Brief = Can you write out, word for word, the records from the line containing "point: thin branch" through the end of the records?

Entries supplied =
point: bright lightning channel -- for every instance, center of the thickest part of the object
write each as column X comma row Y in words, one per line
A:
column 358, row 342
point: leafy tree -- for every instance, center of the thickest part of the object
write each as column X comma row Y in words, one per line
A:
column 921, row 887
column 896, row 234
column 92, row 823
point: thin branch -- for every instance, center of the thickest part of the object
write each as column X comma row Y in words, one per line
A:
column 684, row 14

Result of the exercise =
point: thin branch -- for every instance, center of the thickest part of the object
write each as column X comma row Y in words, one per line
A:
column 684, row 14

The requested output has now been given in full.